→ TASK DIRECTIONS
Copy each line of the data exactly. Leave nothing out.

[Items listed in a dataset]
--------

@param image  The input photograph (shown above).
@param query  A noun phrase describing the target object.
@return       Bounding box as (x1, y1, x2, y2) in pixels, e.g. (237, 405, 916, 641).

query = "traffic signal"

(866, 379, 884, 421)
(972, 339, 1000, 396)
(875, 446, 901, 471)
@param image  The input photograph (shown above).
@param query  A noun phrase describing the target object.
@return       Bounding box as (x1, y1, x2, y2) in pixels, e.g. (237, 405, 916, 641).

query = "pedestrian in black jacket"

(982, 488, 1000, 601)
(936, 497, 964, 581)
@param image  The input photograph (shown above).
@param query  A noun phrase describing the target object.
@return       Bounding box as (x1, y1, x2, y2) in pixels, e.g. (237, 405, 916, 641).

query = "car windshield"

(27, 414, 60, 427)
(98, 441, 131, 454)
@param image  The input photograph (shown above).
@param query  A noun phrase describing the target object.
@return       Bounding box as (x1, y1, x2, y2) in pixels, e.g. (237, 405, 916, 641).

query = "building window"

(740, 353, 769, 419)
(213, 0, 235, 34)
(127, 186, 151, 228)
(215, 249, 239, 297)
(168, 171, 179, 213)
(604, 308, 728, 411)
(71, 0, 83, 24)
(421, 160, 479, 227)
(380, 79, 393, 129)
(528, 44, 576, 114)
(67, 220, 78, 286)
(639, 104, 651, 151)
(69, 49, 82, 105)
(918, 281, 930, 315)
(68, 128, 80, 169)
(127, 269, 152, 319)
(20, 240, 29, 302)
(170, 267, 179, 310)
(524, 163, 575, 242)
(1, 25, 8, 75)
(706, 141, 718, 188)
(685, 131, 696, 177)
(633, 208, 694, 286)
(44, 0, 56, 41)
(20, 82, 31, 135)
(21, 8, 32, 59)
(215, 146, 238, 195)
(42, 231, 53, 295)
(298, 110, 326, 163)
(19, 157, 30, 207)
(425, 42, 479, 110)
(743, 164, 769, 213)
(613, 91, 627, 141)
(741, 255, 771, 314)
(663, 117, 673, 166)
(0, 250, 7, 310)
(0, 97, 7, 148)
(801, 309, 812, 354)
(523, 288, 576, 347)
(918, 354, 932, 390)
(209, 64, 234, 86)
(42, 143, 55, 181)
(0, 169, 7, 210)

--------

→ ANSWER TO THIS EXERCISE
@param image  The input photograph (shown above).
@param query  A noun phrase describing the target object.
@return       Bounding box as (x1, y1, x2, y2) in pixels, e.g. (237, 405, 916, 641).

query = "traffic signal"

(866, 379, 884, 421)
(972, 339, 1000, 396)
(875, 446, 901, 471)
@param image  The input photograph (shown above).
@param query  A noun phrase describing the target object.
@return       Bounding box as (x1, y1, x2, y2) in pixels, e.g. (237, 405, 916, 641).

query = "pedestrian in black jacket"

(982, 488, 1000, 601)
(936, 497, 964, 581)
@param image  The input photograph (shown above).
@param query  A noun phrase describing the target object.
@return       Bounding box as (x1, y1, x2, y2) in pixels, e.g. (237, 405, 916, 641).

query = "car windshield"

(27, 414, 60, 427)
(98, 441, 131, 454)
@param image  The input photograph (shown above).
@param query  A noun phrase describing the target object.
@return       Bounding box as (x1, y1, x2, y2) in pixels, e.g. (237, 405, 916, 641).

query = "building window"

(740, 353, 769, 419)
(213, 0, 235, 34)
(127, 186, 151, 228)
(215, 249, 239, 297)
(168, 171, 179, 213)
(604, 308, 728, 411)
(71, 0, 83, 24)
(421, 160, 479, 227)
(380, 79, 393, 129)
(528, 44, 576, 114)
(67, 220, 78, 286)
(639, 104, 651, 151)
(69, 49, 82, 105)
(918, 281, 930, 315)
(68, 128, 80, 169)
(127, 269, 152, 319)
(20, 240, 29, 302)
(170, 267, 179, 310)
(524, 163, 575, 242)
(1, 25, 8, 75)
(706, 141, 718, 188)
(685, 131, 696, 177)
(633, 208, 694, 286)
(44, 0, 56, 41)
(20, 82, 31, 135)
(21, 8, 32, 59)
(215, 146, 238, 195)
(42, 231, 53, 295)
(298, 110, 326, 163)
(19, 157, 30, 207)
(425, 42, 479, 110)
(743, 164, 769, 213)
(613, 91, 627, 141)
(741, 255, 771, 314)
(663, 117, 673, 166)
(0, 250, 7, 310)
(0, 97, 7, 148)
(801, 309, 812, 354)
(523, 288, 576, 347)
(918, 354, 932, 390)
(209, 64, 234, 86)
(42, 143, 55, 181)
(0, 169, 7, 210)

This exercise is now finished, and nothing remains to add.